** Start of Records shown **

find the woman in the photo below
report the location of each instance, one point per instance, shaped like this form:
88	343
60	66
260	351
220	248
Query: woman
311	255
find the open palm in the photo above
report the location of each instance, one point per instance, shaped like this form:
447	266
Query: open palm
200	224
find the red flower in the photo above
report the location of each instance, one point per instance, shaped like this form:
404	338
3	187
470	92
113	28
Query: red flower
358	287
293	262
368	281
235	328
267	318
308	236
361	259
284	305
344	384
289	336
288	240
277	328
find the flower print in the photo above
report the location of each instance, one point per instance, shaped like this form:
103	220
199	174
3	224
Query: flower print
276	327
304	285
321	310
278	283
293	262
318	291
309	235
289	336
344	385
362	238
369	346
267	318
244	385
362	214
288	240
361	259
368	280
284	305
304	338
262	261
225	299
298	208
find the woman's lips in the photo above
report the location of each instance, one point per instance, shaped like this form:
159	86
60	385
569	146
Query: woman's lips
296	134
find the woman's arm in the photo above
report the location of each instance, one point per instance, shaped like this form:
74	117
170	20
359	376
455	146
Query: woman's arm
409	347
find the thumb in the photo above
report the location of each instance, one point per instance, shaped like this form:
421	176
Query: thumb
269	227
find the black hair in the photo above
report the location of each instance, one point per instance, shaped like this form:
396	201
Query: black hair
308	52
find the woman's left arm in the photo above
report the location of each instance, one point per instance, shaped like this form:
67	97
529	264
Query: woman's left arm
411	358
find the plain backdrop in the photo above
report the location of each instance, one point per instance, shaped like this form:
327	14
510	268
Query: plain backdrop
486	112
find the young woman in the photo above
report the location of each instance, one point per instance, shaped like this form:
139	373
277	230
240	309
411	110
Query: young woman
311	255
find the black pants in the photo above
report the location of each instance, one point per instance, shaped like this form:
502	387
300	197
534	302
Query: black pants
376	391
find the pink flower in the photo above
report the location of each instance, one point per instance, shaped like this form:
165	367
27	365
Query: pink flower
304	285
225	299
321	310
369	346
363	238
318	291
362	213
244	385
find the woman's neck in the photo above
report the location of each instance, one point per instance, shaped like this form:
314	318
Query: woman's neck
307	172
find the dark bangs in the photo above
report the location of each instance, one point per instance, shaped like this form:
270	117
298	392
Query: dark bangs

** End of Records shown **

Task goal:
Reproduce all of the material above, line for line, with no changes.

Task response:
find the woman in the photo below
report the location of each instance, one point per instance, shaped like this form:
88	343
60	66
260	351
220	248
Query: woman
311	255
find the open palm in the photo above
report the location of each instance, one point per instance, shaped like this form:
447	266
Query: open palm
200	224
find the red flower in the photo above
report the location of each instance, one point per instance, shaped like this form:
404	338
3	187
470	92
113	28
Query: red flower
358	287
293	262
368	281
235	328
267	318
308	236
361	259
284	305
344	384
289	336
288	240
277	328
find the flower print in the photo above
report the location of each instance, one point per instance, shaped like this form:
103	220
199	174
3	224
Query: flower print
276	327
304	285
321	310
278	283
293	262
318	291
309	235
289	336
344	385
362	238
369	346
267	318
244	385
362	214
288	240
361	259
368	280
284	305
304	338
262	261
225	299
298	208
find the woman's lips in the photo above
report the location of each instance, one point per instance, shaped like this form:
159	86
60	385
569	146
Query: woman's lips
296	134
find the woman's arm in the photo above
report the location of each instance, one point per instance, shaped like this form:
74	117
170	20
359	376
455	146
Query: woman's arm
409	347
find the thumb in the photo above
report the location of each instance, one point per instance, shaped like this form:
421	176
Query: thumb
269	227
find the black hair in the photo above
report the location of each instance, one point per instance, shaped like this form:
396	201
Query: black hair
308	52
find the woman's left arm in the photo above
report the location of each instance, one point per instance, shaped like this form:
67	97
529	264
Query: woman's left arm
411	358
find the plain backdrop in the photo above
report the location of each instance, one point per instance, shaped like this form:
327	14
510	268
Query: plain backdrop
486	112
find the young woman in the photo above
report the location of each instance, one point per instance, shaped like this form:
139	373
277	230
240	309
411	110
Query: young woman
311	255
find the black pants in the photo above
report the location of each instance, one point per instance, shaped like this form:
502	387
300	197
534	302
Query: black pants
376	391
find the pink flower in the photo above
report the location of each instance, one point per instance, shaped like this form:
165	367
27	365
Query: pink flower
304	285
225	299
321	310
369	346
363	238
318	291
362	213
244	385
find the woman's neck in the photo above
report the location of each instance, one point per instance, shaped like this form:
314	318
Query: woman's neck
307	172
find the dark bangs in the photo above
report the location of each instance, one point per instance, shaped like this form:
270	117
298	392
Query: dark bangs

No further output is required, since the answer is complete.